--- Start Article ---

If you want average (mediocre) work, ask for it. Be really clear up front that you want something beyond reproach, that’s in the middle of the road, that will cause no controversy and will echo your competition. It’ll save everyone a lot of time.

On the other hand, if you want great work, you’ll need to embrace some simple facts:

It’s going to offend someone. If it doesn’t offend them, then it will make them nervous. The Vietnam Vets memorial offended a lot of people. The design of Google made plenty of people nervous. Great work from a design team means new work, refreshing and remarkable and bit scary.

If you want something great, you’ve got to be prepared to protect it and defend it. Come back too many times for one little compromise, and you’ll make it clear that average was what you wanted all along.

You can’t tell me you’ll know it when you see it. First, you won’t. Second, it wastes too much time. Instead, you’ll need to have the patience to invest twenty minutes in accurately describing the strategy. That means you need to be abstract (what is this work trying to accomplish), resistant to pleasing everyone (it needs to do this, this and that), and willing, if the work meets your strategic goal, to embrace it even if it’s not to your taste.

Read the full post here: How to live happily with a great designer.

Via @bernadettejiwa.


June 7, 2012


Great article. So many times my Clients tell me, “I’m not really sure what I want, but just work your magic and it will be fine.” This is great and all, knowing that they trust my work and my style, but when it comes down to it, it’s wasting time.

As soon as they see the first mock, the Client magically knows exactly what they want and it usually involves many rounds of revisions.

Like you said, the Client needs to invest 20 minutes of their busy day to sit down and plan a strategy for the final product. This small investment ends up saving tons of time…

As always, awesome post David!

Well said. It’s also a surprising constant in this business that the clients who commission work based on their business’ goals and needs, instead of their personal goals and wants, are not only easier to work with, but the satisfaction both client & designer get from the result of working together is that much greater.

There are very few clients that can write a good brief. It’s not difficult so not sure why they struggle. I created a very in depth briefing form which gets clients thinking what they really want. You should also charge for amends or build them into your costs.

“I’ll know it when I see it” is a huge red flag and always means there will be lots of revisions.

It also means that for whatever reason, the strategy has not been properly worked out and the client is going to make his/her decision purely based on how pretty it looks.

--- End Article ---
--- Start Raw data ---

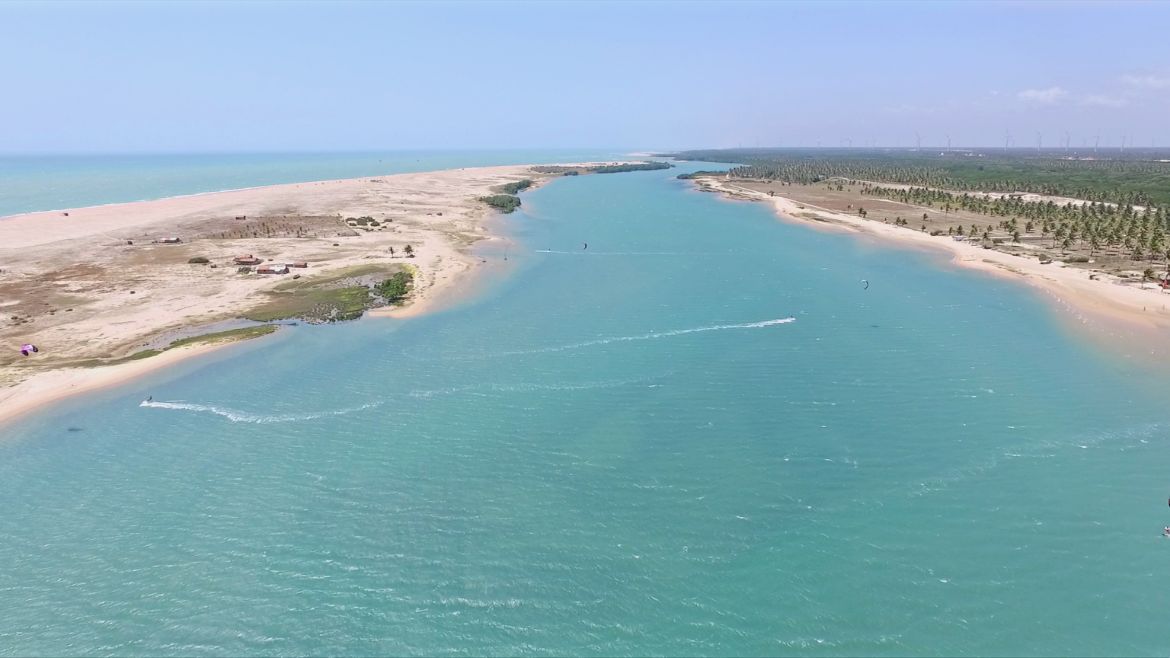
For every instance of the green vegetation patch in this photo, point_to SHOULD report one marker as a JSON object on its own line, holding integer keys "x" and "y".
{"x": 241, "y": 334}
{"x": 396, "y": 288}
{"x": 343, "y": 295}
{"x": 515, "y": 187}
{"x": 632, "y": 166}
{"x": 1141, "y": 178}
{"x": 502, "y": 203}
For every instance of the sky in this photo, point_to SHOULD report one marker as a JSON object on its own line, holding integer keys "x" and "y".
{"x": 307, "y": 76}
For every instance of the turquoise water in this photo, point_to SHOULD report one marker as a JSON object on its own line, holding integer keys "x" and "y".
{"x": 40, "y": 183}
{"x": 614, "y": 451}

--- End Raw data ---
--- Start Raw data ---

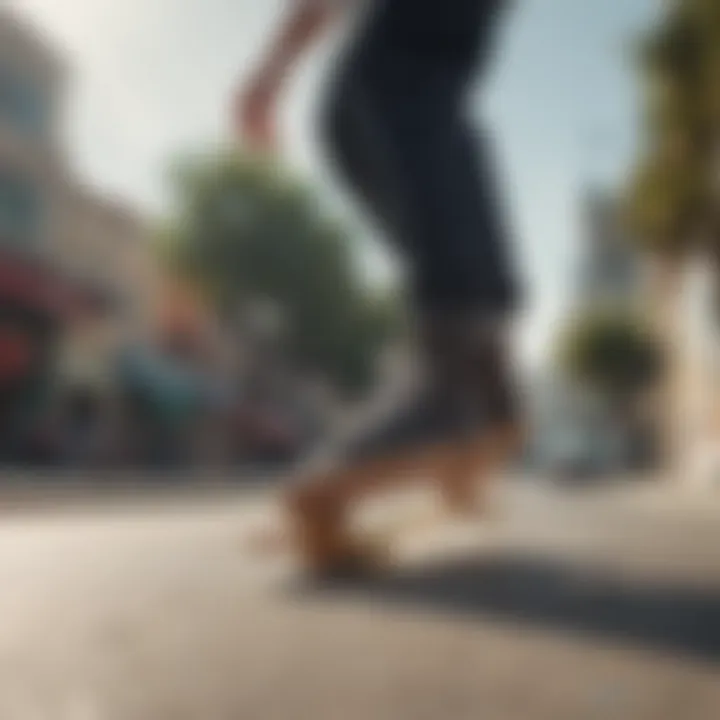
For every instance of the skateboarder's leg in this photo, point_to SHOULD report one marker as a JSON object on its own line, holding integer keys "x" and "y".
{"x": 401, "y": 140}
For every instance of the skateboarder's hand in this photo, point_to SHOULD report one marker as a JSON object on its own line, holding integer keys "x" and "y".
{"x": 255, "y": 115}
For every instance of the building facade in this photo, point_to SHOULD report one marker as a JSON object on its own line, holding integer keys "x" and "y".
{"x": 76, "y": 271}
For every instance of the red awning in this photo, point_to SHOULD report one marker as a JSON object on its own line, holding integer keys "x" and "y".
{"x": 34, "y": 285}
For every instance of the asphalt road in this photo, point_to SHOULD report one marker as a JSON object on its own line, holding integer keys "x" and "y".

--- End Raw data ---
--- Start Raw data ---

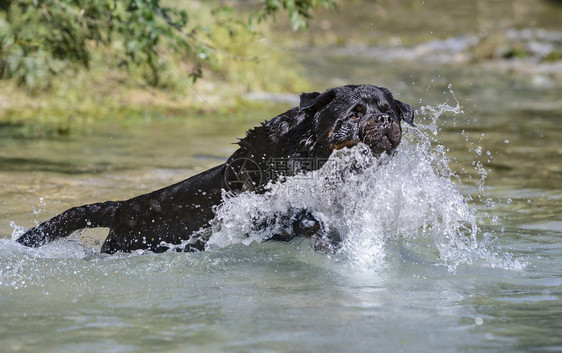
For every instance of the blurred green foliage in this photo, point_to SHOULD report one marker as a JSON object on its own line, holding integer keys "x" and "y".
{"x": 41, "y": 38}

--- End Raw data ---

* **Written request**
Rewrite the post on working with a great designer from "You can’t tell" up to and including "it’s wasting time.", changing "twenty minutes" to "half an hour". Rely only on the post itself, not on the rows.

* **Result for this exercise**
You can’t tell me you’ll know it when you see it. First, you won’t. Second, it wastes too much time. Instead, you’ll need to have the patience to invest half an hour in accurately describing the strategy. That means you need to be abstract (what is this work trying to accomplish), resistant to pleasing everyone (it needs to do this, this and that), and willing, if the work meets your strategic goal, to embrace it even if it’s not to your taste.

Read the full post here: How to live happily with a great designer.

Via @bernadettejiwa.


June 7, 2012


Great article. So many times my Clients tell me, “I’m not really sure what I want, but just work your magic and it will be fine.” This is great and all, knowing that they trust my work and my style, but when it comes down to it, it’s wasting time.